■ Coordinate labeling data
========================

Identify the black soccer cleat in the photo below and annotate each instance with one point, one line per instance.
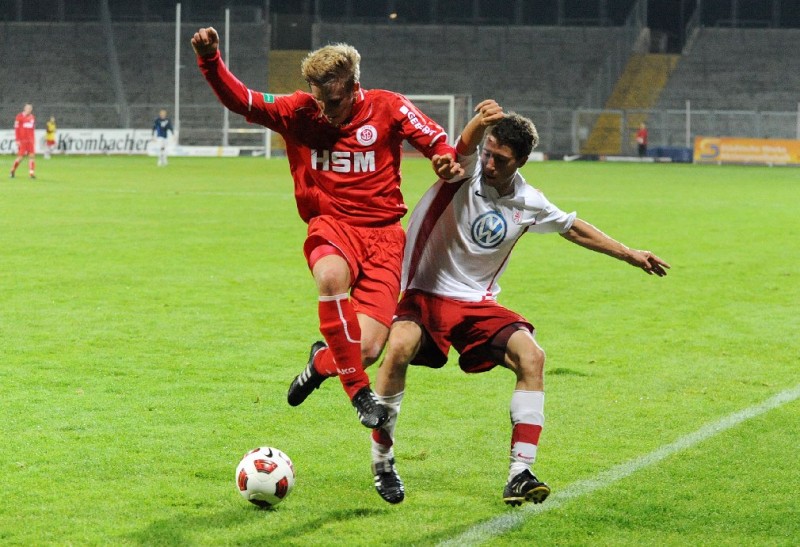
(525, 487)
(388, 482)
(308, 380)
(371, 413)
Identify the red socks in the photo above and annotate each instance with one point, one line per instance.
(338, 323)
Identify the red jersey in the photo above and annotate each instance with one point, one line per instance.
(641, 136)
(351, 172)
(24, 126)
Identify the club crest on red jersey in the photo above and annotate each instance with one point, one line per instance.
(367, 135)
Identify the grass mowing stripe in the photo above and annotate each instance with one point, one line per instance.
(498, 526)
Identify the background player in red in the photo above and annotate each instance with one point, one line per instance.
(641, 139)
(344, 146)
(24, 126)
(460, 237)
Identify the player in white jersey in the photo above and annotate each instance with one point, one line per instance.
(459, 240)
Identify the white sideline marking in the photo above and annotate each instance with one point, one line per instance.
(499, 525)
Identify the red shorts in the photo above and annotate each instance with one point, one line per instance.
(375, 257)
(479, 331)
(25, 148)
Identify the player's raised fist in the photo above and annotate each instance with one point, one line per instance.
(205, 41)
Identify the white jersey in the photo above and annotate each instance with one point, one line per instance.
(461, 234)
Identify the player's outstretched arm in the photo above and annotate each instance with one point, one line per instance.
(584, 234)
(205, 42)
(446, 167)
(487, 113)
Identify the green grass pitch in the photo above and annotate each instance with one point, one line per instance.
(151, 320)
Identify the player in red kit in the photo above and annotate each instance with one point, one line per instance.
(344, 146)
(24, 126)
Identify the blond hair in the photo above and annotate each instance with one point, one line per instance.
(332, 63)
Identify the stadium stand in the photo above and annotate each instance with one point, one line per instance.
(539, 71)
(49, 65)
(737, 69)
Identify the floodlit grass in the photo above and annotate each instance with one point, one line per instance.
(151, 320)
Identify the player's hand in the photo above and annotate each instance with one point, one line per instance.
(649, 262)
(205, 42)
(446, 167)
(489, 111)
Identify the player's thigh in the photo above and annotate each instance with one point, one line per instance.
(524, 355)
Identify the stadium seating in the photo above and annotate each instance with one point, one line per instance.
(542, 72)
(737, 69)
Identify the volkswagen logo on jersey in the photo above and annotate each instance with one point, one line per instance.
(489, 230)
(367, 135)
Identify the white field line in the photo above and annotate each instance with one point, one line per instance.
(497, 526)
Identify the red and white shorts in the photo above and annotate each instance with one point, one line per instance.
(375, 258)
(479, 331)
(25, 147)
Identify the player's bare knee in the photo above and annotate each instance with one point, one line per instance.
(370, 352)
(331, 281)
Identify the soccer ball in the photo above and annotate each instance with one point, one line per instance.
(265, 476)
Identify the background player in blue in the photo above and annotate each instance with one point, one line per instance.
(162, 126)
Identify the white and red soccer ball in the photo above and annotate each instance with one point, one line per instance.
(265, 476)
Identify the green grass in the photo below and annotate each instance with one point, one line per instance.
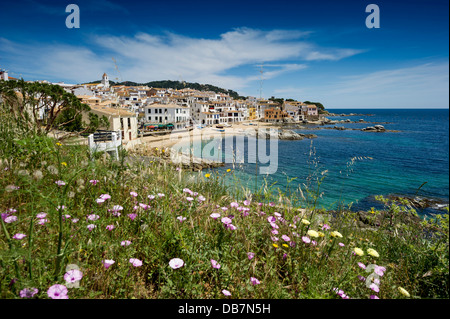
(414, 254)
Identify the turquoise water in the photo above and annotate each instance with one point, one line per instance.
(401, 161)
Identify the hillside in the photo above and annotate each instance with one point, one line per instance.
(178, 85)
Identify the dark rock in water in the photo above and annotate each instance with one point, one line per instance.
(376, 128)
(281, 135)
(419, 202)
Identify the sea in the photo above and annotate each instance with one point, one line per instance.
(354, 166)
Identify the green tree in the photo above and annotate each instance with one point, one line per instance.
(42, 107)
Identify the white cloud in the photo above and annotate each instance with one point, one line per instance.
(146, 57)
(423, 85)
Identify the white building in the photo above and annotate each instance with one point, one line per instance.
(177, 115)
(105, 80)
(3, 75)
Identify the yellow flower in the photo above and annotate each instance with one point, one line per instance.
(373, 252)
(336, 234)
(403, 292)
(358, 251)
(313, 233)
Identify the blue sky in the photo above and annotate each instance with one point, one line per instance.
(310, 50)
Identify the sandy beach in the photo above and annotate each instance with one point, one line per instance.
(169, 140)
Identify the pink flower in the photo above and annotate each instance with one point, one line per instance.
(57, 292)
(254, 281)
(226, 292)
(60, 183)
(10, 219)
(116, 208)
(73, 275)
(215, 215)
(215, 264)
(125, 243)
(19, 236)
(274, 225)
(42, 221)
(108, 263)
(379, 270)
(93, 217)
(41, 215)
(105, 196)
(271, 219)
(28, 292)
(176, 263)
(374, 287)
(226, 220)
(306, 239)
(135, 262)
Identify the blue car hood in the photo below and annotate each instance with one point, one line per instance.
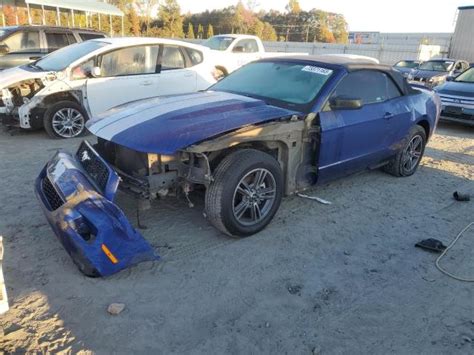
(456, 89)
(164, 125)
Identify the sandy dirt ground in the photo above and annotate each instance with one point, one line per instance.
(337, 279)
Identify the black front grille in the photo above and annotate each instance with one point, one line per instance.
(55, 201)
(93, 165)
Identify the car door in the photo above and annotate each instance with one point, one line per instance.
(353, 139)
(175, 77)
(126, 74)
(21, 47)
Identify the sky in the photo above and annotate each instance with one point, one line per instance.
(365, 15)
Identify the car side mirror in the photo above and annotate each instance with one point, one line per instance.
(4, 49)
(345, 103)
(94, 72)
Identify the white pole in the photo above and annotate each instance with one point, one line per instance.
(29, 15)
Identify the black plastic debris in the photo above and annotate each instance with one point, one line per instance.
(458, 196)
(432, 245)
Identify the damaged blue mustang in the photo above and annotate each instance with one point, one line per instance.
(275, 127)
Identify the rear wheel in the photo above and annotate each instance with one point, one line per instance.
(65, 119)
(245, 194)
(408, 158)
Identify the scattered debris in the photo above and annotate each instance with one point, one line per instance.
(431, 244)
(116, 308)
(458, 196)
(295, 290)
(459, 278)
(315, 198)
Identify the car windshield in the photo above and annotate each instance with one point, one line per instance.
(287, 84)
(4, 31)
(62, 58)
(466, 77)
(218, 43)
(437, 65)
(407, 64)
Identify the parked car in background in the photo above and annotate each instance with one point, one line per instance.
(62, 90)
(457, 97)
(231, 51)
(272, 128)
(24, 44)
(407, 66)
(435, 71)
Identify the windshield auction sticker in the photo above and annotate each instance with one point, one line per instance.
(317, 70)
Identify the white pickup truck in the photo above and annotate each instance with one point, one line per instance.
(231, 51)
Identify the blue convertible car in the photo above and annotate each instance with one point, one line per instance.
(275, 127)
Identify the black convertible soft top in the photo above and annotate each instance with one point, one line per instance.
(351, 64)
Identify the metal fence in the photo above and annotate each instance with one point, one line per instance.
(392, 47)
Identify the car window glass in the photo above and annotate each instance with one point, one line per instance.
(71, 38)
(23, 42)
(369, 86)
(130, 61)
(57, 40)
(87, 36)
(81, 71)
(195, 56)
(247, 45)
(172, 58)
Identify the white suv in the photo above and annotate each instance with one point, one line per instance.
(62, 90)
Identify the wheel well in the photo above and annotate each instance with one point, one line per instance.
(61, 96)
(426, 127)
(217, 156)
(224, 70)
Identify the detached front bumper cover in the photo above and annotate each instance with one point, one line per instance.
(76, 195)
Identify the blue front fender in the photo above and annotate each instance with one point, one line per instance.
(77, 202)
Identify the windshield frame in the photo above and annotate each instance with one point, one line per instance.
(464, 72)
(220, 38)
(101, 44)
(450, 67)
(304, 108)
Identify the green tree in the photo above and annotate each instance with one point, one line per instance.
(210, 31)
(268, 33)
(170, 22)
(134, 21)
(190, 33)
(200, 31)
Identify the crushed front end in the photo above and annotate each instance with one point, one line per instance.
(76, 194)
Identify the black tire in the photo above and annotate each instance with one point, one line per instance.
(398, 165)
(221, 195)
(62, 106)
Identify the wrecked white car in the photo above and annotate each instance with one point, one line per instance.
(62, 90)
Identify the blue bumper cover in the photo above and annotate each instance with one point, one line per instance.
(76, 195)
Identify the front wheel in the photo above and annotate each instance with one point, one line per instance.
(65, 119)
(245, 194)
(409, 157)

========================

■ EXERCISE TASK
Please reproduce all of the entries above word for word, leaving out the pictures.

■ ANSWER FOR THIS EXERCISE
Identify the black soccer cleat in the photo below and annotate each instance with one point, one line per instance.
(525, 487)
(388, 482)
(308, 380)
(371, 413)
Identify the red socks in the photo above and annotate each instance with one point, one line per instance.
(338, 323)
Identify the red jersey in the photo above and annotate each instance with one point, one line per instance.
(641, 136)
(351, 172)
(24, 126)
Identify the club crest on red jersey in the photo above and annotate each instance with one point, one line per instance.
(367, 135)
Identify the grass mowing stripe in the photo above and annotate each instance with one point, one line per instance.
(498, 526)
Identify the background player in red in the photo above and annotate each instance with one point, one line per instance.
(641, 139)
(344, 146)
(24, 126)
(460, 237)
Identify the player in white jersey in the photo above and annotate each instance with one point, one line per instance.
(459, 240)
Identify the white sideline marking in the photo above and annotate each instance with one point, one line per instance.
(499, 525)
Identify the red shorts in the photo above and annotate each instance with one point, one line per instance.
(375, 257)
(479, 331)
(25, 148)
Identify the player's raised fist in the photo above and annotate each instance with one point, one line per instance.
(205, 41)
Identify the white jersey in the photo above and annotate each instance with one point, one line per instance.
(461, 234)
Identify the player's outstretched arm in the photo above and annotate each instance with one point, one line per instance.
(584, 234)
(205, 42)
(446, 167)
(487, 113)
Identify the green grass pitch in the photo above and annotate each instance with one point, one line per instance.
(151, 320)
Identify the player in red kit in the photo above and annotate each instance with one point, one line per instance.
(344, 146)
(24, 126)
Identify the blond hair in the photo above and annotate each instance with one point, one line per instance.
(332, 63)
Identify the stadium stand in the photo above and annotate each instance with one point, one line per instance.
(539, 71)
(49, 65)
(737, 69)
Identify the floodlit grass in the photo above and annotate each instance with one point, one line per instance.
(151, 320)
Identify the player's hand in the photo above and annotate each instance with one point, one line per instance.
(649, 262)
(205, 42)
(446, 167)
(489, 111)
Identify the player's thigh in the photo above and annotate each instance with one point, one line per instance.
(524, 355)
Identify the stadium seating in the photo above and annotate each instance with one point, one line per instance.
(542, 72)
(737, 69)
Identify the volkswagen logo on jersey in the photo above and annotate each instance with one point, one line per instance.
(489, 230)
(367, 135)
Identify the white field line in the photo above and annotate each instance with one point, one line per instance.
(497, 526)
Identify the red and white shorts in the photo above and annotate each instance with one point, one line per instance.
(375, 258)
(479, 331)
(25, 147)
Identify the player's bare knee in the photo above and annotate each instance with one point, one line per instance.
(370, 352)
(331, 281)
Identify the soccer ball in the photo above and annotate each instance with one point, one line per instance.
(265, 476)
Identify the background player in blue in the photo above and annotate each instance with one point, one line per instance.
(162, 126)
Identify the white and red soccer ball in the photo above and annotate each instance with one point, one line per instance.
(265, 476)
Identify the green grass in the photo below and annotate each instance with one point, one line per instance.
(414, 254)
Identify the turquoise water in the photo above and annotate each instance with one point, one line per instance.
(401, 161)
Identify the hillside in the photo above and annotate each instance with one point, one line per instance.
(178, 85)
Identify the dark rock in water in the photo above and annotate each instance with one point, one line per instance.
(376, 128)
(281, 135)
(419, 202)
Identify the sea in the photo above and annotate each instance with one point, one line per instance.
(354, 166)
Identify the green tree in the photo above and annotate each instance with one point, one line per instance.
(42, 107)
Identify the white cloud in the photo above and annotate each instance with one point, one line per instance.
(146, 57)
(423, 85)
Identify the white building in the photo above and annotate each instance with one point, one line per instance.
(177, 115)
(105, 80)
(3, 75)
Identify the yellow flower in the photo above and annotate each instance with one point, one line per instance.
(373, 252)
(336, 234)
(403, 292)
(358, 251)
(313, 233)
Identify the blue sky in the photo above and annotate each instance with one point, one line per instance.
(310, 50)
Identify the sandy beach in the photo above and annotate each instance with one point, one line per instance.
(169, 140)
Identify the pink flower in the photo above and annotate each instance with one point, one line per instance.
(57, 292)
(254, 281)
(226, 292)
(60, 183)
(10, 219)
(116, 208)
(73, 275)
(215, 215)
(215, 264)
(125, 243)
(19, 236)
(274, 225)
(42, 221)
(108, 263)
(379, 270)
(93, 217)
(41, 215)
(105, 196)
(271, 219)
(28, 292)
(176, 263)
(374, 287)
(226, 220)
(306, 239)
(135, 262)
Identify the blue car hood in the photo below and annotate each instance with one point, one line per instance.
(456, 89)
(164, 125)
Identify the sandy dirt ground in the photo above and annotate each instance with one point, one line per instance.
(337, 279)
Identify the black front grille in the photo above and annotate each instance with one point, one line per instance.
(55, 201)
(93, 165)
Identify the car door in the photo above and annotate each instance with one point, one line per instance.
(353, 139)
(175, 77)
(126, 74)
(21, 47)
Identify the sky in the photo above and annotate each instance with one point, one line per instance.
(365, 15)
Identify the car side mirror in the photo above and annotate each instance with one point, one line per instance.
(4, 49)
(345, 103)
(94, 72)
Identify the white pole in the photo above and annotate each instance with one point, one line per instance.
(29, 15)
Identify the black plastic debris in the photo above and annotate each instance with one point, one line per instance.
(458, 196)
(432, 245)
Identify the damaged blue mustang in the photo above and annotate each instance with one point, one line per instance.
(275, 127)
Identify the rear wheel in the photo above and annotate each instance with one point, one line per instance.
(65, 119)
(245, 194)
(408, 158)
Identify the scattered debris in the photo above and annotate each instance with one point, one line per instance.
(431, 244)
(116, 308)
(458, 196)
(295, 290)
(459, 278)
(315, 198)
Identify the car windshield in the photo above and annotate each instance with one point, one line per instance.
(287, 84)
(4, 31)
(62, 58)
(466, 77)
(218, 43)
(437, 65)
(407, 64)
Identify the parked car in background in the photo above and annotate each instance with one point, one line per instance.
(62, 90)
(457, 97)
(231, 51)
(272, 128)
(24, 44)
(407, 66)
(435, 71)
Identify the windshield auction sticker in the photo above and annotate each instance with one point, one line per instance.
(317, 70)
Identify the white pickup truck in the photo above and annotate each instance with one point, one line per instance.
(231, 51)
Identify the blue convertible car in the photo above and annotate each instance with one point, one line per instance.
(275, 127)
Identify the black convertible soft top in the photo above and annotate each instance with one point, one line per instance.
(351, 64)
Identify the metal fence in the photo above and annotate each instance with one point, one line per instance.
(392, 47)
Identify the car window glass in the photo above and annotate each instance with one point, one line per instance.
(71, 38)
(23, 42)
(369, 86)
(130, 61)
(57, 40)
(87, 36)
(81, 71)
(195, 56)
(247, 45)
(172, 58)
Identify the white suv in the photo above and annotate each instance with one point, one line per instance.
(62, 90)
Identify the wheel well in the photo above and annotate each instance with one point, one line per instance.
(61, 96)
(426, 127)
(217, 156)
(224, 70)
Identify the detached front bumper cover in the photo above and annotate each instance with one point, one line per instance.
(76, 195)
Identify the blue front fender in the photo above and annotate each instance with one point, one line per instance.
(77, 202)
Identify the windshield frame in the photo above and annotate each instance with one point, one line per instance.
(464, 72)
(220, 38)
(101, 44)
(450, 67)
(304, 108)
Identify the green tree in the photo above and annotate each instance with one point, one line per instance.
(210, 31)
(268, 33)
(170, 22)
(134, 21)
(190, 33)
(200, 31)
Identify the crushed front end in the photo above and annotate each instance with one point, one line per instance.
(76, 194)
Identify the black tire in the photo above and annotate each instance with one point, one line per instance.
(398, 165)
(221, 195)
(62, 106)
Identify the wrecked white car in the photo above and annotate each instance with one point, one line per instance.
(62, 90)
Identify the blue bumper cover in the photo above and annotate each instance with one point, one line per instance.
(76, 195)
Identify the front wheel in the photo above and annotate each instance with one point, one line per instance.
(65, 119)
(245, 194)
(409, 157)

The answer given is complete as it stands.